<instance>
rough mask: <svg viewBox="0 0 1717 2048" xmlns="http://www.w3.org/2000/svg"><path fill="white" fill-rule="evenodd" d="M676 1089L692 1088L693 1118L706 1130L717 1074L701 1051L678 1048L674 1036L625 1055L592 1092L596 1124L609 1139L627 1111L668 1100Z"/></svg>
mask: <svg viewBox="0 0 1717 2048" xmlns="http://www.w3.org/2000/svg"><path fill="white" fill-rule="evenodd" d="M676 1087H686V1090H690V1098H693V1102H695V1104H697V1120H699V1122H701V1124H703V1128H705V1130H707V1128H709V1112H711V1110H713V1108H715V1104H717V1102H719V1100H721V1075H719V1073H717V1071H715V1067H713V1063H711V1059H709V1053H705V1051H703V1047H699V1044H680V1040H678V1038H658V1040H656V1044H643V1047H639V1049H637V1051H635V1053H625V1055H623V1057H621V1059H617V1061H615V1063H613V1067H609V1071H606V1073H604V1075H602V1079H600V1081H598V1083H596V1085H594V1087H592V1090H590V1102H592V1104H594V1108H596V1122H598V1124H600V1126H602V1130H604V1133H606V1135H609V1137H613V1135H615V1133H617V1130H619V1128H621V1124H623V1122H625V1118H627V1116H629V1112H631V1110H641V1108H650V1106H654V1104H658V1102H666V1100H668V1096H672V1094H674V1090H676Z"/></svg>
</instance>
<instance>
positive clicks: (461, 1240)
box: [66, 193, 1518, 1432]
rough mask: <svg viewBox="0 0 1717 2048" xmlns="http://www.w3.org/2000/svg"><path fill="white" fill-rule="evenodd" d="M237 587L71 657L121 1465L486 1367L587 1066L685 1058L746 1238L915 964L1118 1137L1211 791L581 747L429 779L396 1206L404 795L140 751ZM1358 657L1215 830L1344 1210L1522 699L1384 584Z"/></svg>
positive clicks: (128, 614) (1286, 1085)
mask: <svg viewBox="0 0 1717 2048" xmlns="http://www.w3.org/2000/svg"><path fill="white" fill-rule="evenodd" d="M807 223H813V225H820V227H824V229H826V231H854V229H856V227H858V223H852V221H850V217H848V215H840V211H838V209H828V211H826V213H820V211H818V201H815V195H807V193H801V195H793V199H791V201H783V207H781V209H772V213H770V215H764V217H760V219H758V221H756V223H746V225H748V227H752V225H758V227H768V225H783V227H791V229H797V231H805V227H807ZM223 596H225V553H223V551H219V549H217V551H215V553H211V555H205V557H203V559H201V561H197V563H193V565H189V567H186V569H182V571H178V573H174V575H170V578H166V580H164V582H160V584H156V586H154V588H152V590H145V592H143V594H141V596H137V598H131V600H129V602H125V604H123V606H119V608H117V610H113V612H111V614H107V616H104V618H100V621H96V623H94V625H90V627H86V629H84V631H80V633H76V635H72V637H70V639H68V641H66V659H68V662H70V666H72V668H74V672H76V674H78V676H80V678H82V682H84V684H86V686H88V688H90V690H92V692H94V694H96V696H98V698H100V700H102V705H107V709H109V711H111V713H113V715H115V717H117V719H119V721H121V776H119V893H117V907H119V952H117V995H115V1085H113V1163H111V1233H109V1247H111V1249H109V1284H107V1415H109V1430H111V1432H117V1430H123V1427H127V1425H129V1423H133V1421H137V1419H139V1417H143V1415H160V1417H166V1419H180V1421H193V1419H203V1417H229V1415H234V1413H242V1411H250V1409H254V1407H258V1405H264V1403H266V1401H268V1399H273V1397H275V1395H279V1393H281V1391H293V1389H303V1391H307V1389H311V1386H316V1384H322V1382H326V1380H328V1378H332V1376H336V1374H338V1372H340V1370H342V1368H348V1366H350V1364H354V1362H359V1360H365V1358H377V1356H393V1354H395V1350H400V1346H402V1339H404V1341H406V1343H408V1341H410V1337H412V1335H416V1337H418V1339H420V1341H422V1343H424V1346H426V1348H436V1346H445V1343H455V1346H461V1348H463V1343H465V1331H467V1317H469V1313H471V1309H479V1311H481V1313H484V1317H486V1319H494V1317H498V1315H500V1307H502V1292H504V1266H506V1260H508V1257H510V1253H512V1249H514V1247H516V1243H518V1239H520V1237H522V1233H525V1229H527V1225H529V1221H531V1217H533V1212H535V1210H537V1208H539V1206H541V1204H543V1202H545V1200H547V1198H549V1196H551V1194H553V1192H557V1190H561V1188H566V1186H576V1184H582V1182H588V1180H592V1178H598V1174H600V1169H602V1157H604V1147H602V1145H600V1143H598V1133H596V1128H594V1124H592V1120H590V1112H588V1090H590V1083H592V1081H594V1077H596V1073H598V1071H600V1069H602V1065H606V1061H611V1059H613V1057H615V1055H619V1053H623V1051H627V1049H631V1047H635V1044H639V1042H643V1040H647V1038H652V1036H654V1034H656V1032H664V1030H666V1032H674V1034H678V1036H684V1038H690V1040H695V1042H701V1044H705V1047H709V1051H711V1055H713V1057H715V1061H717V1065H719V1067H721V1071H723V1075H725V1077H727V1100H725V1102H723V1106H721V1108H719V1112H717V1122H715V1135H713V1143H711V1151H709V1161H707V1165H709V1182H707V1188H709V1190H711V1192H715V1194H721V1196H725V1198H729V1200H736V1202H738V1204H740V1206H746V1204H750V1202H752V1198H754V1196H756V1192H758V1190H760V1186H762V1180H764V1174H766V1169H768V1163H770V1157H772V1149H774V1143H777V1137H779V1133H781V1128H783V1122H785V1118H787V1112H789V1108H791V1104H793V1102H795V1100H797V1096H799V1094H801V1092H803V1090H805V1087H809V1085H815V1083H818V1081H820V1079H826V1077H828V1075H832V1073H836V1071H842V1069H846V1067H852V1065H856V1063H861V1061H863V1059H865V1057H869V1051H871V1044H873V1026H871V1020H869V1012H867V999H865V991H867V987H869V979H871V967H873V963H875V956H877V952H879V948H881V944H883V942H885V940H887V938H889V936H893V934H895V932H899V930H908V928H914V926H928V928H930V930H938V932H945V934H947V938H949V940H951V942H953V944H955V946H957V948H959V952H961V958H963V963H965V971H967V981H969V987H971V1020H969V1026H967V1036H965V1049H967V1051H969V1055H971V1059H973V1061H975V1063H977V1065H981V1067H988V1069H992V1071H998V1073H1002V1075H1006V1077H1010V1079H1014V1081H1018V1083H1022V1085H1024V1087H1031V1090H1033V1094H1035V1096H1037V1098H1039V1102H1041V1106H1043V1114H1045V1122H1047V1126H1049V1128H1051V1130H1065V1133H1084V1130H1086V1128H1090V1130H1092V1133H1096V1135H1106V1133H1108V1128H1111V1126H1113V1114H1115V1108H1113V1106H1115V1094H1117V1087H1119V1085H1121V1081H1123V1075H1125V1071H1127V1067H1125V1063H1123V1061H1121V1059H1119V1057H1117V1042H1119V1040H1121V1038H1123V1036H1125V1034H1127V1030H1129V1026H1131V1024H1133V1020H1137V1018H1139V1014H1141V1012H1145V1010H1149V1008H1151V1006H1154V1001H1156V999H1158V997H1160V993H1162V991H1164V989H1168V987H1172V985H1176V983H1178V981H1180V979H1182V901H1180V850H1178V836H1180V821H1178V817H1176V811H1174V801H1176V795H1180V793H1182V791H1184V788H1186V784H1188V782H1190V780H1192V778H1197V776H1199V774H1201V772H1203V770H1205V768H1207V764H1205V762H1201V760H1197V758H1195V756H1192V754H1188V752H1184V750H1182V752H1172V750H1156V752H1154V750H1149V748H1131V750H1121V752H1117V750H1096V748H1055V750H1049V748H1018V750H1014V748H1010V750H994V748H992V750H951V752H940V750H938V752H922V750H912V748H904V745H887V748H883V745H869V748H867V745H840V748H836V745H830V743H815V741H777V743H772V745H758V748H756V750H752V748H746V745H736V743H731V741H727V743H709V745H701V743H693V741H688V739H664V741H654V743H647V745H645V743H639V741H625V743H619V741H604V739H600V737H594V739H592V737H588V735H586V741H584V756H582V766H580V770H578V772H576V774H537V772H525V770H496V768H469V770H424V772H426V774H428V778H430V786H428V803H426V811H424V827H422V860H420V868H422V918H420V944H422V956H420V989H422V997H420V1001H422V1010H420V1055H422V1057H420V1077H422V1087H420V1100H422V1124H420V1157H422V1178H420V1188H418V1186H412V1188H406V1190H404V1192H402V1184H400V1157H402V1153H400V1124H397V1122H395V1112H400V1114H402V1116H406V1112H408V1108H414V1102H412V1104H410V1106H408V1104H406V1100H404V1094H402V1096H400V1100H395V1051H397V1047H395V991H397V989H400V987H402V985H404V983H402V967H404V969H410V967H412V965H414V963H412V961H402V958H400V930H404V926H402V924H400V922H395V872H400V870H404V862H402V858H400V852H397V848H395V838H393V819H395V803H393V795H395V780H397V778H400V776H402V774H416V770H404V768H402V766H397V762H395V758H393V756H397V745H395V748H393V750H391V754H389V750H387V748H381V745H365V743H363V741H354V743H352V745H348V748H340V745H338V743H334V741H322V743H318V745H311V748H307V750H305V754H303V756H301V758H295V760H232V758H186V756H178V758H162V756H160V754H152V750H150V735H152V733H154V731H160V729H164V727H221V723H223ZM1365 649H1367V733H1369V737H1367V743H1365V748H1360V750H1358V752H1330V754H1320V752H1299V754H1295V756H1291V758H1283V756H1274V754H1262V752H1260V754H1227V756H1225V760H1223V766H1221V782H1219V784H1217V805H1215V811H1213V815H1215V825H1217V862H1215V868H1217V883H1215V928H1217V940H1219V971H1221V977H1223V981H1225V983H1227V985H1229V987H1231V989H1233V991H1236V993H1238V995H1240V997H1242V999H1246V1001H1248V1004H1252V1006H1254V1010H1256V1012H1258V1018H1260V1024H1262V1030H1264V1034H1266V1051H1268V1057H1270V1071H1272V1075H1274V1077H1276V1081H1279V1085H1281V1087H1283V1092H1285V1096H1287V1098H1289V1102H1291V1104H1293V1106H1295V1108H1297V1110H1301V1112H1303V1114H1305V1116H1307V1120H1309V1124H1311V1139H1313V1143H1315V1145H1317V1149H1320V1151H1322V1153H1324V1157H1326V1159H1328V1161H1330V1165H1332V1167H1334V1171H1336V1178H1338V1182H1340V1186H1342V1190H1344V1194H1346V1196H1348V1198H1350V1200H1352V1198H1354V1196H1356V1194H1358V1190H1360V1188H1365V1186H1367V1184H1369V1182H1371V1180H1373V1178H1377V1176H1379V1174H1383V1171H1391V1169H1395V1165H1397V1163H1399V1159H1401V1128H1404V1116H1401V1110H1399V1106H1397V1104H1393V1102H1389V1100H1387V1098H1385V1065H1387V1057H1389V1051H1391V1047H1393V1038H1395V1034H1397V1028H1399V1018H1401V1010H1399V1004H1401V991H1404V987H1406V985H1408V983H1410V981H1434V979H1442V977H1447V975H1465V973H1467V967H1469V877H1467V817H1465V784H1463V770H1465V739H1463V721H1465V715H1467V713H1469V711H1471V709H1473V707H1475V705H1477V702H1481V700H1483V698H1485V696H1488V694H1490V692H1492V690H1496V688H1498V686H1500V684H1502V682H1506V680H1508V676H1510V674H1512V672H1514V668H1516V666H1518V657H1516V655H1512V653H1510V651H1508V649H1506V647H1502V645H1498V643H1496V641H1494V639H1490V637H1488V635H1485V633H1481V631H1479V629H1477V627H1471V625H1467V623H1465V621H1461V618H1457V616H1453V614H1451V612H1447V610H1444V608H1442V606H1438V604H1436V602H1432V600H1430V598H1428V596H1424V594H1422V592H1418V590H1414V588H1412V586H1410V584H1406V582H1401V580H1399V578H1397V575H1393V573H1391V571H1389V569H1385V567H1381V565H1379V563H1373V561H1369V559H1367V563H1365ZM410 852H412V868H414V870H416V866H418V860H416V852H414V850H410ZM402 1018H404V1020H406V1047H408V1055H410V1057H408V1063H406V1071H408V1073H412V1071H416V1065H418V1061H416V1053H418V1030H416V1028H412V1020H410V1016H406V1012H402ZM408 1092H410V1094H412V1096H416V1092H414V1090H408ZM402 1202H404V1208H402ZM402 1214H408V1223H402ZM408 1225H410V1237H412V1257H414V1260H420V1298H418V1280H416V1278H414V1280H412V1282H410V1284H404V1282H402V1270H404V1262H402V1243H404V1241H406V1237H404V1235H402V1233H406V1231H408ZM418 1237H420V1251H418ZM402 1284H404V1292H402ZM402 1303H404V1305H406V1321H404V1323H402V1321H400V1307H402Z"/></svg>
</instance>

> [PROBLEM TO SOLVE]: Output the lines as a numbered list with blank lines left out, beginning at the start of the records and stopping after the line that contains "positive clicks: (128, 614) (1286, 1085)".

> [RESULT BELOW]:
1. <instance>
2. rough mask: <svg viewBox="0 0 1717 2048" xmlns="http://www.w3.org/2000/svg"><path fill="white" fill-rule="evenodd" d="M676 1089L692 1088L693 1118L706 1130L717 1074L701 1051L678 1048L674 1036L625 1055L592 1092L596 1124L609 1139L627 1111L668 1100Z"/></svg>
3. mask: <svg viewBox="0 0 1717 2048" xmlns="http://www.w3.org/2000/svg"><path fill="white" fill-rule="evenodd" d="M676 1087H686V1090H690V1098H693V1102H695V1104H697V1120H699V1122H701V1124H703V1128H705V1130H707V1128H709V1112H711V1110H713V1108H715V1104H717V1102H719V1100H721V1075H719V1073H717V1071H715V1067H713V1063H711V1059H709V1053H705V1051H703V1047H699V1044H680V1040H678V1038H658V1040H656V1044H643V1047H639V1049H637V1051H635V1053H625V1055H623V1057H621V1059H617V1061H615V1063H613V1067H609V1071H606V1073H604V1075H602V1079H600V1081H598V1083H596V1085H594V1087H592V1090H590V1102H592V1104H594V1108H596V1122H598V1124H600V1126H602V1130H604V1133H606V1135H609V1137H613V1135H615V1133H617V1130H619V1128H621V1124H623V1122H625V1118H627V1116H629V1112H631V1110H641V1108H650V1106H654V1104H658V1102H666V1100H668V1096H672V1094H674V1090H676Z"/></svg>
4. </instance>
5. <instance>
6. positive clicks: (461, 1240)
7. box: [66, 193, 1518, 1432]
8. rough mask: <svg viewBox="0 0 1717 2048" xmlns="http://www.w3.org/2000/svg"><path fill="white" fill-rule="evenodd" d="M237 587L71 657L121 1465L486 1367L587 1066L685 1058L746 1238L915 964L1118 1137L1211 791L581 747L429 779L396 1206L404 795L140 751ZM1358 657L1215 830L1344 1210L1522 699L1384 584Z"/></svg>
9. positive clicks: (128, 614) (1286, 1085)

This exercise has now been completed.